[HN Gopher] Show HN: High-speed UTF-8 validation in Rust
___________________________________________________________________
Show HN: High-speed UTF-8 validation in Rust
Author : kryps
Score : 111 points
Date : 2021-04-21 09:58 UTC (13 hours ago)
(HTM) web link (github.com)
(TXT) w3m dump (github.com)
| celeritascelery wrote:
| > The implementation is similar to the one in simdjson except
| that it aligns reads to the block size of the SIMD extension,
| which leads to better peak performance compared to the
| implementation in simdjson.
|
| I didn't really understand this part. Aligned to what? to the
| cache line? SIMD always reads the block size. Unless I am missing
| something here.
| unwind wrote:
| I read it as "to the width of the SIMD registers" which I have
| seen in other quick scanners, but did not read the code here.
| celeritascelery wrote:
| Aren't all reads aligned to the width of the SIMD register?
| If I do an AVX512 command it will read 512 bits right?

- **PROBLEM STATEMENT**:
Repeat the stretch of the UTF-8 validation thread from "(TXT) w3m dump" through "implementation in simdjson.", swapping "peak performance" for "peak throughput".

Collection entries
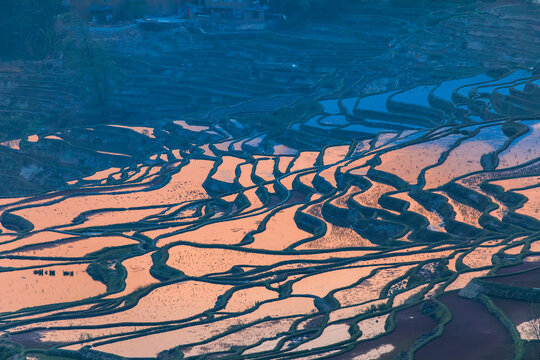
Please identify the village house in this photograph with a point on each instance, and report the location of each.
(106, 11)
(236, 14)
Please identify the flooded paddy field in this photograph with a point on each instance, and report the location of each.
(393, 220)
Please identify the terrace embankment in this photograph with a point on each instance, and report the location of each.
(376, 225)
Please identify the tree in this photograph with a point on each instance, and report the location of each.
(27, 28)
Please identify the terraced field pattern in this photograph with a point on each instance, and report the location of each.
(399, 224)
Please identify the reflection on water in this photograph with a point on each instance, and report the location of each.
(210, 251)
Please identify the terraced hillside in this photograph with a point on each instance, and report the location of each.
(242, 246)
(395, 219)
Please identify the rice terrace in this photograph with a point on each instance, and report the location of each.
(277, 179)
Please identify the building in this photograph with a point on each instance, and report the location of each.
(244, 11)
(107, 11)
(161, 7)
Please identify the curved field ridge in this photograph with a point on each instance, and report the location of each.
(233, 251)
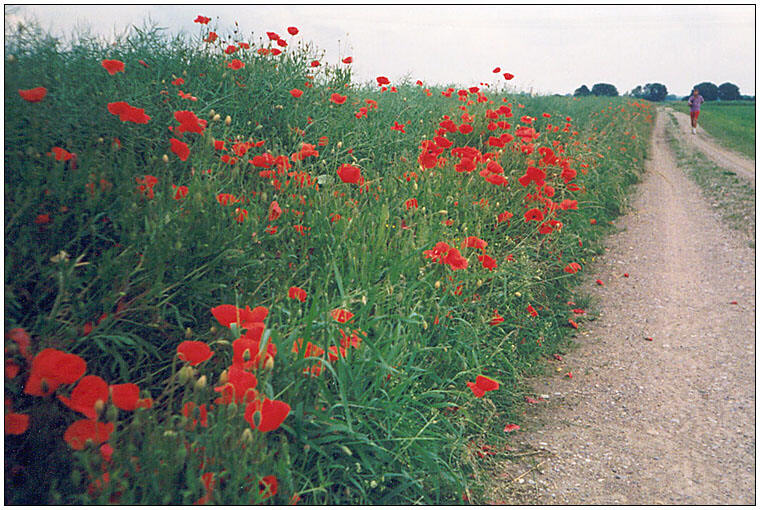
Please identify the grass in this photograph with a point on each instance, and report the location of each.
(107, 258)
(726, 191)
(732, 123)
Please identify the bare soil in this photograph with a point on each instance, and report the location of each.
(666, 421)
(723, 157)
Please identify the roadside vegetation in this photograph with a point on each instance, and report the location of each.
(233, 275)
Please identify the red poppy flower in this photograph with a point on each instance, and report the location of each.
(125, 396)
(113, 66)
(337, 98)
(180, 149)
(268, 486)
(482, 384)
(194, 352)
(34, 95)
(297, 293)
(474, 242)
(80, 431)
(85, 396)
(52, 368)
(341, 315)
(16, 423)
(272, 414)
(350, 174)
(534, 215)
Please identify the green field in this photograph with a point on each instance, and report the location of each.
(732, 123)
(382, 257)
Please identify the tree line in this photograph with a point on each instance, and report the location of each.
(659, 92)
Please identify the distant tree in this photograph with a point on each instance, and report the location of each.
(604, 89)
(707, 90)
(655, 91)
(728, 92)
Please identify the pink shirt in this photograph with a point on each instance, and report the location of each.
(695, 102)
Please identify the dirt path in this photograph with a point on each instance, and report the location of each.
(723, 157)
(667, 421)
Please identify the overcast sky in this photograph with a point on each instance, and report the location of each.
(550, 49)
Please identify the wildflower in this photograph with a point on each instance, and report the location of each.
(181, 149)
(350, 174)
(481, 385)
(113, 66)
(52, 368)
(268, 486)
(194, 352)
(272, 414)
(86, 394)
(337, 98)
(80, 431)
(341, 315)
(297, 293)
(34, 95)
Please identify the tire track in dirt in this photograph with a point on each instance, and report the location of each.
(722, 157)
(667, 421)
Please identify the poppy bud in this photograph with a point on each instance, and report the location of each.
(99, 407)
(112, 414)
(184, 374)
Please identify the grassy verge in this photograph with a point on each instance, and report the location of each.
(732, 195)
(374, 250)
(732, 123)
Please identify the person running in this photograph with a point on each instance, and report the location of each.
(695, 101)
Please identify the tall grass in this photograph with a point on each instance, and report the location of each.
(121, 279)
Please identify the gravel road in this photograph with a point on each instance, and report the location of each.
(727, 159)
(666, 421)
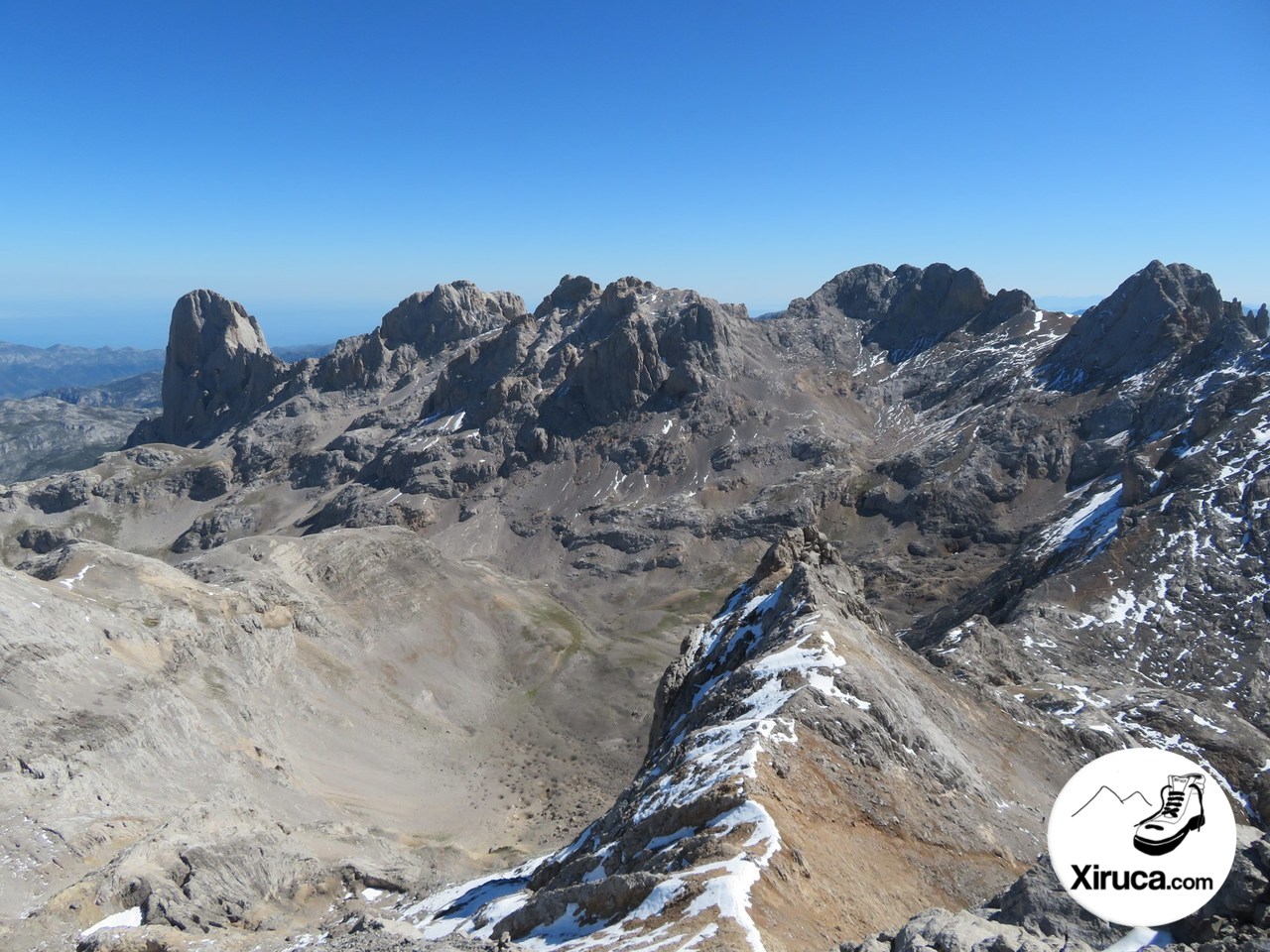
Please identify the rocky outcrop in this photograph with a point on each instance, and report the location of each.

- **SOLUTION FOR THIS EXERCISE**:
(TXT) w3m dump (github.com)
| celeritascelery wrote:
| > The implementation is similar to the one in simdjson except
| that it aligns reads to the block size of the SIMD extension,
| which leads to better peak throughput compared to the
| implementation in simdjson.